[Begin RECORDS FOR THIS TASK]
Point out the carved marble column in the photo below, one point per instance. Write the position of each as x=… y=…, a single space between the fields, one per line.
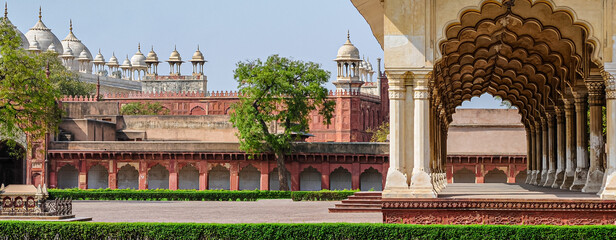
x=421 y=185
x=544 y=152
x=530 y=165
x=609 y=185
x=570 y=145
x=551 y=144
x=581 y=172
x=538 y=154
x=560 y=148
x=396 y=179
x=596 y=100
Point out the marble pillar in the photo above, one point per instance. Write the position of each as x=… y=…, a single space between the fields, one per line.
x=530 y=161
x=551 y=147
x=421 y=184
x=560 y=148
x=596 y=100
x=570 y=145
x=609 y=185
x=581 y=171
x=396 y=184
x=544 y=151
x=538 y=155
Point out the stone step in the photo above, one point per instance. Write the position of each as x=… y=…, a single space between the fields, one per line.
x=364 y=201
x=354 y=210
x=358 y=205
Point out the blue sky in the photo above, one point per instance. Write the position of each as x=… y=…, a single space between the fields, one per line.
x=226 y=31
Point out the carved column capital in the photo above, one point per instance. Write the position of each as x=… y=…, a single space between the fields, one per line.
x=596 y=92
x=610 y=86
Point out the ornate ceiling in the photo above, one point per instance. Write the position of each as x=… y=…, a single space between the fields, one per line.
x=528 y=54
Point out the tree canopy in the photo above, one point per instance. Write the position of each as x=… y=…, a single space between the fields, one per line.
x=276 y=98
x=27 y=97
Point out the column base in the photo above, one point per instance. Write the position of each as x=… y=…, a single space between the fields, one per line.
x=568 y=180
x=544 y=177
x=529 y=177
x=395 y=180
x=593 y=182
x=580 y=180
x=397 y=193
x=609 y=190
x=559 y=177
x=550 y=178
x=421 y=186
x=536 y=177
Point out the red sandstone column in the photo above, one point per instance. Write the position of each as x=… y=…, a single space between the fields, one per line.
x=235 y=176
x=83 y=175
x=511 y=173
x=355 y=172
x=173 y=175
x=479 y=173
x=113 y=175
x=325 y=172
x=265 y=175
x=450 y=174
x=143 y=175
x=294 y=176
x=202 y=175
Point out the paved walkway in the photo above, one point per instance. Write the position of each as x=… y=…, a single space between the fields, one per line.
x=285 y=210
x=506 y=190
x=262 y=211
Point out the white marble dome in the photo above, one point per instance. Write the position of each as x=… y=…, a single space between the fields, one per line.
x=138 y=60
x=152 y=56
x=99 y=57
x=44 y=36
x=348 y=51
x=76 y=46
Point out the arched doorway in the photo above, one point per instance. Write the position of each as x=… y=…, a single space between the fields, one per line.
x=128 y=177
x=188 y=178
x=219 y=178
x=371 y=180
x=310 y=180
x=68 y=177
x=464 y=175
x=340 y=179
x=495 y=176
x=158 y=177
x=98 y=177
x=274 y=183
x=12 y=163
x=250 y=178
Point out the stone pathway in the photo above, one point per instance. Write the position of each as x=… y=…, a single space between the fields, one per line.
x=262 y=211
x=285 y=210
x=509 y=190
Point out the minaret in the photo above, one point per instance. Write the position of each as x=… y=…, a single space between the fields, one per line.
x=348 y=62
x=175 y=61
x=152 y=63
x=99 y=63
x=198 y=61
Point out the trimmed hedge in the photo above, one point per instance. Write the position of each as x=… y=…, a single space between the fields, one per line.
x=151 y=231
x=196 y=195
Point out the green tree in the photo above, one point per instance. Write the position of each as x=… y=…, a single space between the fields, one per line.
x=278 y=92
x=380 y=134
x=27 y=97
x=147 y=108
x=64 y=80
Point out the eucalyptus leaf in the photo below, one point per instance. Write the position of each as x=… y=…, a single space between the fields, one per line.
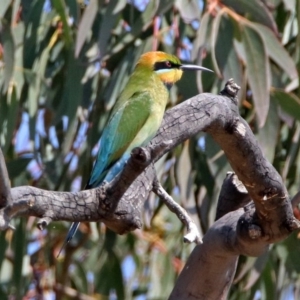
x=258 y=72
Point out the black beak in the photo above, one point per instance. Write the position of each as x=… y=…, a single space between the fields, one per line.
x=194 y=67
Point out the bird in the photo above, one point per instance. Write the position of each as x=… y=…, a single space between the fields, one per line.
x=136 y=115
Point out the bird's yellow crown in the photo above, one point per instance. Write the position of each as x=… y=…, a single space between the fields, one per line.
x=166 y=66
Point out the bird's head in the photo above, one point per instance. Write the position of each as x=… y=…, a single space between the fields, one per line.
x=168 y=67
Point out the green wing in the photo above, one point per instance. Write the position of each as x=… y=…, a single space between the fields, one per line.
x=118 y=135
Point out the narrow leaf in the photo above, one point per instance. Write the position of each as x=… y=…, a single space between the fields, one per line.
x=258 y=71
x=289 y=102
x=255 y=10
x=85 y=25
x=8 y=55
x=276 y=51
x=3 y=7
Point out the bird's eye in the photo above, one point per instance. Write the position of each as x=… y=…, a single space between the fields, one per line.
x=168 y=64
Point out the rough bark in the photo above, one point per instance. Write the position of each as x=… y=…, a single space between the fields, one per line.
x=237 y=231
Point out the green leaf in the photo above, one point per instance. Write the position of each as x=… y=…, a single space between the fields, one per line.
x=276 y=51
x=289 y=102
x=8 y=55
x=85 y=25
x=61 y=9
x=110 y=16
x=3 y=7
x=214 y=35
x=203 y=36
x=258 y=71
x=12 y=117
x=267 y=135
x=19 y=251
x=17 y=166
x=254 y=10
x=110 y=277
x=189 y=10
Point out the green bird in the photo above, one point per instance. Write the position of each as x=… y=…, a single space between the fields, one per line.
x=136 y=116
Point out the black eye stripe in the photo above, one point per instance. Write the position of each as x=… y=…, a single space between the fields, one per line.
x=165 y=65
[End RECORDS FOR THIS TASK]
TASK DETAILS
The records above need to be given again exactly. Omit the pictures.

RESPONSE TO THE TASK
Point out the carved marble column in the photo below, one point per instance. Write the position of each as x=… y=…, a single space between the fields, one per line.
x=421 y=185
x=544 y=152
x=530 y=165
x=609 y=185
x=570 y=145
x=551 y=144
x=581 y=172
x=538 y=154
x=560 y=148
x=396 y=179
x=596 y=100
Point out the marble pillar in the photo above, one point per instance. Write the position of each as x=… y=…, a single space between the fields, one per line.
x=530 y=161
x=551 y=147
x=421 y=184
x=560 y=148
x=596 y=100
x=570 y=145
x=609 y=185
x=581 y=171
x=396 y=184
x=544 y=151
x=538 y=155
Point out the stone step in the photo above, one point per instance. Write the position of each as x=… y=…, a single space between the fields, one per line.
x=364 y=201
x=354 y=210
x=358 y=205
Point out the blue sky in the photo above, one point per instance. Write the position of each as x=… y=…, a single space between the fields, one per line.
x=226 y=31
Point out the carved column capital in the photo above, one point per instance. Write the position of each as x=… y=…, a single space between the fields, one per line.
x=596 y=92
x=610 y=86
Point out the ornate ceiling in the photo above, one point per instance. Write the position of each as x=… y=…, a single space between the fields, one per line.
x=528 y=54
Point out the tree canopy in the photo above, one point per instance. Write the position of each as x=… y=…, a single space between the fields, one per line.
x=276 y=98
x=27 y=97
Point out the column base in the photo above, one point per instance. Write the position of each as x=… y=…, a single space between the fields, one per line.
x=568 y=180
x=544 y=177
x=529 y=177
x=395 y=180
x=593 y=182
x=580 y=180
x=397 y=193
x=609 y=190
x=559 y=177
x=550 y=178
x=421 y=186
x=536 y=177
Point out the red sandstone column in the photo above, one point per instance. Write the position of each as x=… y=…, a single space between the fields, one per line.
x=235 y=176
x=83 y=175
x=511 y=173
x=355 y=172
x=173 y=175
x=479 y=173
x=113 y=175
x=325 y=172
x=265 y=175
x=450 y=174
x=143 y=175
x=294 y=176
x=202 y=175
Point out the paved walkway in the photo above, one point per instance. Write the position of each as x=… y=…, a single space between the fields, one per line.
x=285 y=210
x=506 y=190
x=262 y=211
Point out the white marble dome in the photo above, one point per instance. Write the position of each as x=… y=…, a single space between the fields, one per line.
x=138 y=60
x=152 y=56
x=99 y=57
x=44 y=36
x=348 y=51
x=76 y=46
Point out the arched doorway in the photo above, one point per instance. Write the position of each as x=… y=…, a single space between the fields, one per line.
x=128 y=177
x=188 y=178
x=219 y=178
x=371 y=180
x=310 y=180
x=68 y=177
x=464 y=175
x=340 y=179
x=495 y=176
x=158 y=177
x=98 y=177
x=274 y=183
x=12 y=163
x=250 y=178
Point out the stone pathway in the photo above, one point per instance. Write the position of each as x=… y=…, a single space between the fields, one per line.
x=262 y=211
x=285 y=210
x=509 y=190
Point out the minaret in the photo above, one point per instance. Write the position of each as x=… y=…, a single space between the fields, one per line.
x=348 y=62
x=175 y=61
x=152 y=63
x=99 y=63
x=198 y=61
Point out the trimmed hedge in the photo above, one point per instance. Write the position of each as x=… y=…, a single space between the fields, one per line.
x=151 y=231
x=196 y=195
Point out the green tree in the photo above, one point per instance. Write the position of each as x=… y=…, a single space between the fields, one per line.
x=278 y=92
x=380 y=134
x=27 y=97
x=147 y=108
x=64 y=80
Point out the eucalyptus leaf in the photo below, one point per instance. Write the position of each as x=… y=…, a single space between the fields, one per line.
x=258 y=72
Point out the black beak in the photo above, one point per instance. Write the position of each as x=… y=…, a single space between the fields, one per line.
x=194 y=67
Point out the bird in the photo above, one point per instance. Write the position of each as x=… y=…, a single space between the fields, one per line.
x=136 y=115
Point out the bird's yellow crown in the photo above, one point per instance. Write the position of each as x=… y=…, a single space between the fields, one per line.
x=166 y=66
Point out the bird's head in the photo above, one point per instance. Write the position of each as x=… y=…, a single space between the fields, one per line.
x=168 y=67
Point out the green wing in the photo above, one point per instance. Write the position of each as x=… y=…, a single space between the fields, one per line.
x=118 y=135
Point out the narrow leaf in the photo above, one point per instance. Write the position of each as x=… y=…, a single space between the fields, one per line.
x=258 y=71
x=289 y=102
x=255 y=10
x=85 y=25
x=8 y=55
x=276 y=51
x=3 y=7
Point out the bird's eye in the photo above, one point per instance. Write the position of each as x=… y=…, a single space between the fields, one per line.
x=168 y=64
Point out the rough bark in the photo above, one point per instance. Write the position of each as x=… y=…, a single space between the fields, one per line.
x=237 y=231
Point out the green leaf in the photo above, one point per instance. Write the position of each as x=… y=…, a single space between the fields, one per line.
x=276 y=51
x=289 y=102
x=8 y=55
x=85 y=25
x=61 y=9
x=110 y=16
x=3 y=7
x=214 y=35
x=203 y=36
x=258 y=71
x=12 y=117
x=267 y=135
x=19 y=251
x=17 y=166
x=254 y=10
x=110 y=277
x=189 y=10
Point out the green bird in the photo above, one point per instance. Write the position of each as x=… y=…, a single space between the fields, one per line.
x=136 y=116
Point out the black eye stripe in the photo above, one point per instance. Write the position of each as x=… y=…, a single space between the fields, one per line.
x=165 y=65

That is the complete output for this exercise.